The company was incorporated in 2015. In 2021 and 2022, it raised a total of £44m from two investors by issuing “series A preferred shares”.
The preferred shares carried the same rights, and had the same nominal value, as the existing ordinary shares in the company, except that the preferred shares carried a right to a cumulative preferred return on any dividend or capital distribution. For this reason, the preferred shares and the ordinary shares were separate classes of share in the company.
The preferred shareholders also had the benefit of a separate contractual put option, under which they could require the company to buy back some or all of their preferred shares if the company did not successfully IPO before a specific deadline.
The company’s articles of association set out circumstances in which the preferred shares would be “automatically converted into” ordinary shares. These included, in article 9.2(a):
“upon notice in writing from an Investor Majority at the date of such notice”
However, the articles did not set out exactly how the share conversion would operate (see box, “What is a share conversion?”).

--------------------

= List of tasks =
[1] Copy the preferred shares passage word for word, starting at the words "The preferred shareholders" and stopping after "a specific deadline.".
[2] Locate every row that holds the string "face" and copy each of those lines in full.
The rows are separate material and have no connection to the preferred shares passage.

--------------------

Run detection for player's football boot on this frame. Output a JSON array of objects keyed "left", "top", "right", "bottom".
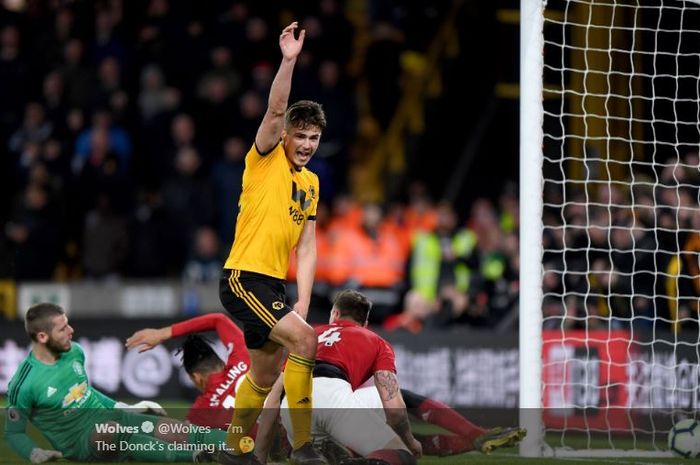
[
  {"left": 289, "top": 442, "right": 329, "bottom": 465},
  {"left": 214, "top": 450, "right": 262, "bottom": 465},
  {"left": 318, "top": 439, "right": 352, "bottom": 465},
  {"left": 340, "top": 457, "right": 390, "bottom": 465},
  {"left": 474, "top": 427, "right": 527, "bottom": 454}
]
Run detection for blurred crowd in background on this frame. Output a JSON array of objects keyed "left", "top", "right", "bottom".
[
  {"left": 543, "top": 152, "right": 700, "bottom": 330},
  {"left": 0, "top": 0, "right": 518, "bottom": 332}
]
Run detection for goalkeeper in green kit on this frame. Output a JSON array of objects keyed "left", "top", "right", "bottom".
[{"left": 4, "top": 303, "right": 226, "bottom": 463}]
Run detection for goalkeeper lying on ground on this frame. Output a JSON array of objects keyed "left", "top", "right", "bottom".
[{"left": 5, "top": 303, "right": 226, "bottom": 463}]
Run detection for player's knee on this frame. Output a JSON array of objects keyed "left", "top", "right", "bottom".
[
  {"left": 292, "top": 325, "right": 318, "bottom": 360},
  {"left": 367, "top": 446, "right": 418, "bottom": 465},
  {"left": 251, "top": 368, "right": 280, "bottom": 388}
]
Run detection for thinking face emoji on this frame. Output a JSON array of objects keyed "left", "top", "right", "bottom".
[{"left": 238, "top": 436, "right": 255, "bottom": 454}]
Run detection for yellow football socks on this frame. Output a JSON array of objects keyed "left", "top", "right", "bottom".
[{"left": 284, "top": 354, "right": 314, "bottom": 449}]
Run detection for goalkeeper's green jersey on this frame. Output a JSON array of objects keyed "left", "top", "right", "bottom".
[{"left": 5, "top": 342, "right": 115, "bottom": 459}]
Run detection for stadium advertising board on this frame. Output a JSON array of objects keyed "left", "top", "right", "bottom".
[{"left": 0, "top": 319, "right": 700, "bottom": 416}]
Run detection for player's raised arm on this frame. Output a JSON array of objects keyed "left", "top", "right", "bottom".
[
  {"left": 294, "top": 216, "right": 316, "bottom": 319},
  {"left": 255, "top": 21, "right": 306, "bottom": 154}
]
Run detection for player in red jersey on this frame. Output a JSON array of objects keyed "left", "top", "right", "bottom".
[
  {"left": 268, "top": 291, "right": 526, "bottom": 465},
  {"left": 126, "top": 313, "right": 250, "bottom": 429},
  {"left": 127, "top": 306, "right": 524, "bottom": 462}
]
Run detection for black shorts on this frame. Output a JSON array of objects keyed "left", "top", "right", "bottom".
[{"left": 219, "top": 269, "right": 292, "bottom": 349}]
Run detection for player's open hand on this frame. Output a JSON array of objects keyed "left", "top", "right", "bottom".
[
  {"left": 280, "top": 21, "right": 306, "bottom": 60},
  {"left": 114, "top": 400, "right": 168, "bottom": 417},
  {"left": 292, "top": 302, "right": 309, "bottom": 320},
  {"left": 126, "top": 328, "right": 168, "bottom": 353},
  {"left": 406, "top": 438, "right": 423, "bottom": 459}
]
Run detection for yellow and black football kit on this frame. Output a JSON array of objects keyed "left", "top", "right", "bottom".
[{"left": 220, "top": 144, "right": 319, "bottom": 349}]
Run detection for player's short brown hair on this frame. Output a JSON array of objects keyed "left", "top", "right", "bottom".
[
  {"left": 24, "top": 302, "right": 66, "bottom": 342},
  {"left": 284, "top": 100, "right": 326, "bottom": 131},
  {"left": 333, "top": 289, "right": 372, "bottom": 324}
]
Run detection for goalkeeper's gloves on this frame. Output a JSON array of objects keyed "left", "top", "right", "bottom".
[
  {"left": 114, "top": 400, "right": 168, "bottom": 417},
  {"left": 29, "top": 447, "right": 63, "bottom": 463}
]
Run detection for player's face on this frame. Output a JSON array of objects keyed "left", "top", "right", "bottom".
[
  {"left": 189, "top": 371, "right": 209, "bottom": 392},
  {"left": 282, "top": 126, "right": 321, "bottom": 168},
  {"left": 46, "top": 315, "right": 73, "bottom": 354}
]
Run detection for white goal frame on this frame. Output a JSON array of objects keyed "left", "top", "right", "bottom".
[{"left": 519, "top": 0, "right": 700, "bottom": 457}]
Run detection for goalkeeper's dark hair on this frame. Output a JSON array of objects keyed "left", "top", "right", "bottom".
[
  {"left": 178, "top": 334, "right": 225, "bottom": 375},
  {"left": 24, "top": 302, "right": 66, "bottom": 342},
  {"left": 333, "top": 289, "right": 372, "bottom": 324}
]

--------------------

= Solutions per task =
[1]
The preferred shareholders also had the benefit of a separate contractual put option, under which they could require the company to buy back some or all of their preferred shares if the company did not successfully IPO before a specific deadline.

[2]
Run detection for thinking face emoji on this frame. Output a JSON array of objects keyed "left", "top", "right", "bottom".
Run detection for player's face on this frame. Output a JSON array of objects keyed "left", "top", "right", "bottom".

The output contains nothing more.